Prompt » From the items below, keep only the lines that contain the word "weathered", and copy each of them unchanged.

begin

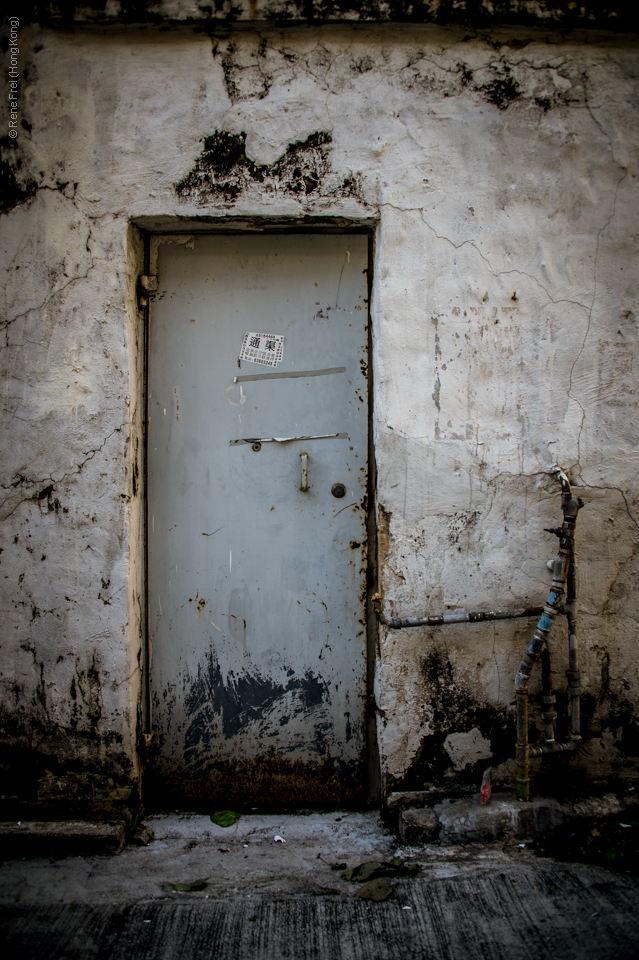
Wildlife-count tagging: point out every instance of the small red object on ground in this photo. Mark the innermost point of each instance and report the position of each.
(485, 790)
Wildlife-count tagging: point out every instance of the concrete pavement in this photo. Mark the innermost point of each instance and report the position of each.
(263, 898)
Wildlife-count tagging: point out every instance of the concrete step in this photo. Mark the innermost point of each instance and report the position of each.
(63, 838)
(503, 818)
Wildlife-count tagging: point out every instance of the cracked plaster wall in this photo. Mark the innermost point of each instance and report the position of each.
(502, 173)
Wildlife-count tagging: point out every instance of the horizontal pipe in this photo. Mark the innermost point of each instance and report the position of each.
(477, 616)
(555, 748)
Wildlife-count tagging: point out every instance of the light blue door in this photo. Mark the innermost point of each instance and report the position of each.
(257, 483)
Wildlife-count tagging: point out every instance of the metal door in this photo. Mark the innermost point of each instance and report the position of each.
(257, 481)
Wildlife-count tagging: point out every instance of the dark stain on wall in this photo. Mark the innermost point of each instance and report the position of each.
(272, 781)
(246, 700)
(223, 171)
(16, 186)
(559, 14)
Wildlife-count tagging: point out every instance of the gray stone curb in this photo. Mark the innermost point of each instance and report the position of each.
(60, 838)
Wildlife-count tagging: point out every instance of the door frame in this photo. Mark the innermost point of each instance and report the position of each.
(148, 229)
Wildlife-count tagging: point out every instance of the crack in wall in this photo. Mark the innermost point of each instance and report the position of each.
(37, 494)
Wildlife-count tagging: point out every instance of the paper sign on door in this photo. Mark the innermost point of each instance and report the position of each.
(262, 348)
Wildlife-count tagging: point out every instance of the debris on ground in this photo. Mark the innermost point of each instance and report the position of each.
(387, 868)
(194, 887)
(377, 890)
(139, 834)
(225, 818)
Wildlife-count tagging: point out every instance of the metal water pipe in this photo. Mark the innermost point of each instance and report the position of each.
(564, 585)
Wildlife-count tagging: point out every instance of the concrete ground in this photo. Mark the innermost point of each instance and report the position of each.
(258, 897)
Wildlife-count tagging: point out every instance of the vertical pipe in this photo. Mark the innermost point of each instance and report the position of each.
(548, 698)
(570, 508)
(573, 672)
(522, 778)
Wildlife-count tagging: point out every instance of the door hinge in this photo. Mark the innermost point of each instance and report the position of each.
(146, 285)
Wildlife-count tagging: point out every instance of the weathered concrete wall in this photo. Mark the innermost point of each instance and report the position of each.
(502, 174)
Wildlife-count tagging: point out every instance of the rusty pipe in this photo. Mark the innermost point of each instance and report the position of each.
(442, 620)
(554, 748)
(562, 568)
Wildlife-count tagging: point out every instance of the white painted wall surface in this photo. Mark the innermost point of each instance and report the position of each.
(505, 326)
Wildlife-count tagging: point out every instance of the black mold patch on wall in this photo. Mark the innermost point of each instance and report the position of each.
(248, 699)
(52, 772)
(559, 14)
(16, 187)
(223, 171)
(452, 708)
(501, 91)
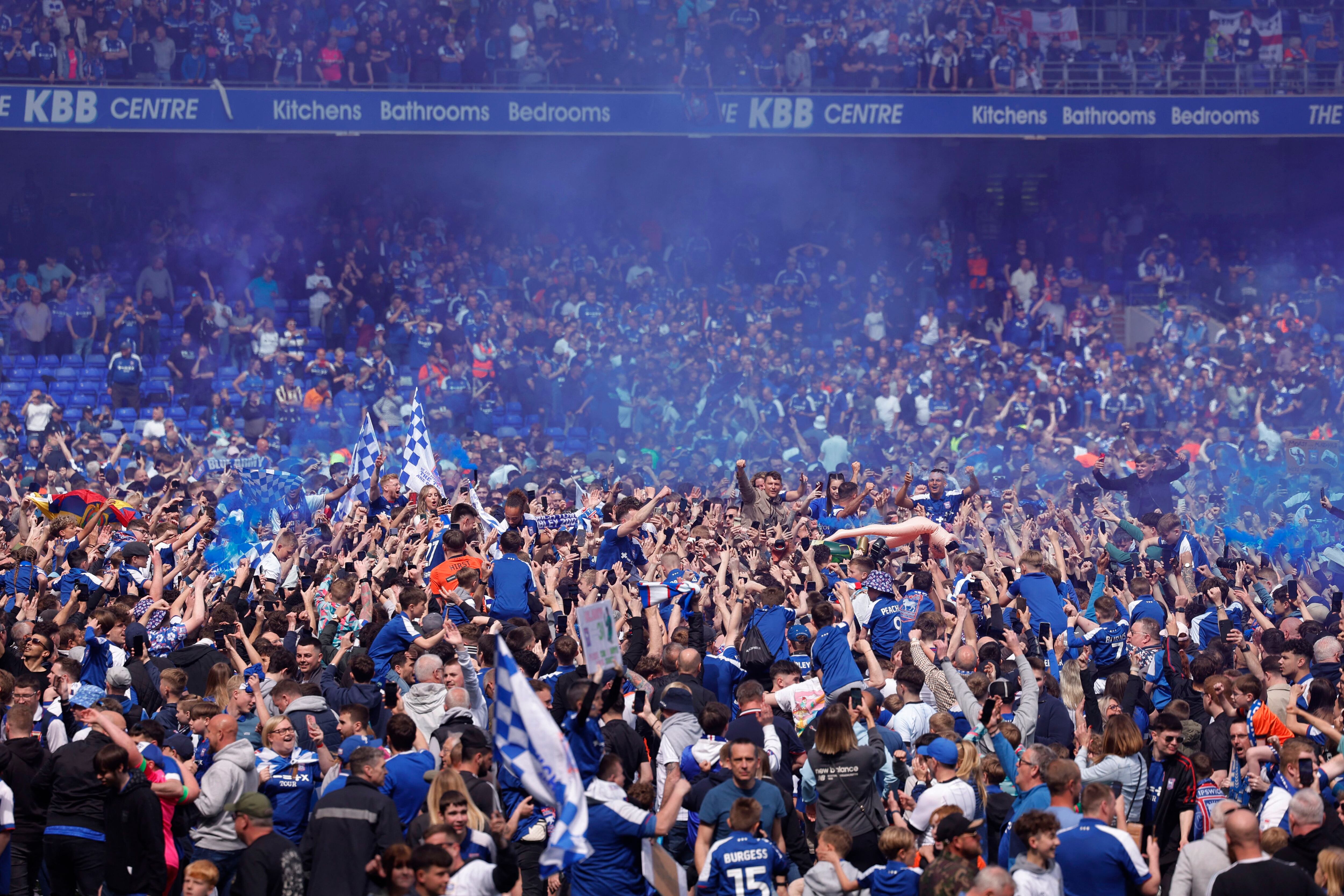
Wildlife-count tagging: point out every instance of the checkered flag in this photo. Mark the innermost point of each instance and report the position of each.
(419, 465)
(362, 469)
(268, 488)
(530, 746)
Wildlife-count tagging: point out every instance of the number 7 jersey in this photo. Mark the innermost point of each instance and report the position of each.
(742, 866)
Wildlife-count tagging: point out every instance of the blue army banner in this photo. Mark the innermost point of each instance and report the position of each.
(689, 113)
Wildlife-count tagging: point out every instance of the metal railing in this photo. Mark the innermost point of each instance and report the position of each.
(1074, 78)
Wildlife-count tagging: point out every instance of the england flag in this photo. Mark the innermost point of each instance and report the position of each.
(531, 747)
(361, 468)
(419, 467)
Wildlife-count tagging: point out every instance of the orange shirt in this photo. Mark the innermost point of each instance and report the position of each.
(444, 577)
(1269, 726)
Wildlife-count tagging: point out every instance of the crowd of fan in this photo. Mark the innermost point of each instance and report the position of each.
(799, 45)
(884, 624)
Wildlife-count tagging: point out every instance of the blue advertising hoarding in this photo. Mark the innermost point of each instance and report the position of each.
(690, 113)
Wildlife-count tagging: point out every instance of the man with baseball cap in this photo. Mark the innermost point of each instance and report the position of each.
(271, 864)
(134, 569)
(936, 763)
(955, 868)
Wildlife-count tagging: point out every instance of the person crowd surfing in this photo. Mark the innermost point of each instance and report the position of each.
(971, 695)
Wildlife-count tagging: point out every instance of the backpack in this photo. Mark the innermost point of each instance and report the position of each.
(755, 655)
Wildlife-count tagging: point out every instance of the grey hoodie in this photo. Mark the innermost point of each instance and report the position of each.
(424, 703)
(1034, 880)
(822, 879)
(1199, 863)
(299, 712)
(230, 776)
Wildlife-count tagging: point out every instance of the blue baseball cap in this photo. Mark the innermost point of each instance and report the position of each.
(355, 742)
(88, 696)
(941, 750)
(880, 581)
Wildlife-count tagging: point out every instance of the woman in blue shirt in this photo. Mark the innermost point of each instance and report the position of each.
(289, 777)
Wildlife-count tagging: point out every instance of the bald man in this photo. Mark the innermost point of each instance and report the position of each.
(73, 794)
(1205, 858)
(233, 773)
(1253, 872)
(689, 673)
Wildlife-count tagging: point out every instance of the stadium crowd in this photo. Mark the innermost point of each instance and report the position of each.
(927, 580)
(793, 45)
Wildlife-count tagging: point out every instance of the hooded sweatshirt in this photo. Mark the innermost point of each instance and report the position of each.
(19, 762)
(424, 703)
(197, 663)
(292, 789)
(232, 774)
(299, 711)
(681, 730)
(1034, 880)
(822, 879)
(135, 858)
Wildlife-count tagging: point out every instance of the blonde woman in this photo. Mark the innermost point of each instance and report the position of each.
(1330, 871)
(968, 769)
(1072, 688)
(1121, 763)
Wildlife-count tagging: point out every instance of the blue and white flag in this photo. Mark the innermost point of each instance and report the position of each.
(419, 467)
(530, 745)
(362, 469)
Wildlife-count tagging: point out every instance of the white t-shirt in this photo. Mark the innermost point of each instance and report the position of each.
(474, 879)
(875, 326)
(803, 702)
(835, 451)
(269, 569)
(912, 722)
(888, 409)
(267, 342)
(949, 793)
(519, 49)
(1023, 281)
(38, 416)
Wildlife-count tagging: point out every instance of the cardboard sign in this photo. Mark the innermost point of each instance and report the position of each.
(1304, 456)
(596, 625)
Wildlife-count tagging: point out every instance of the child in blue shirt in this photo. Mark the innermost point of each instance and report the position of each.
(896, 878)
(513, 589)
(742, 856)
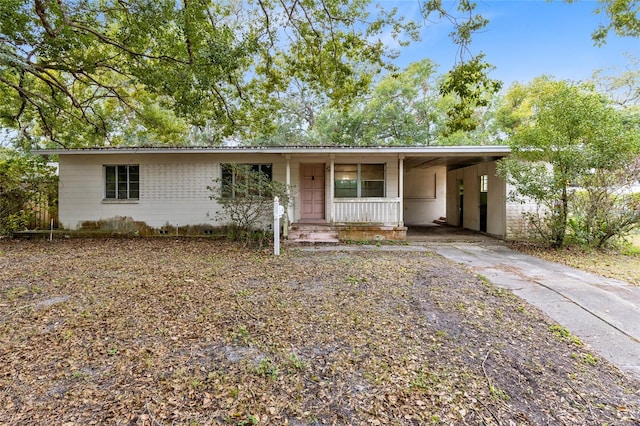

end

Answer to this problem »
Wildlife-count tagging: point out every instance of the weathered concrete wall in this photo. Mark the innermost point of each instance and report the position of each.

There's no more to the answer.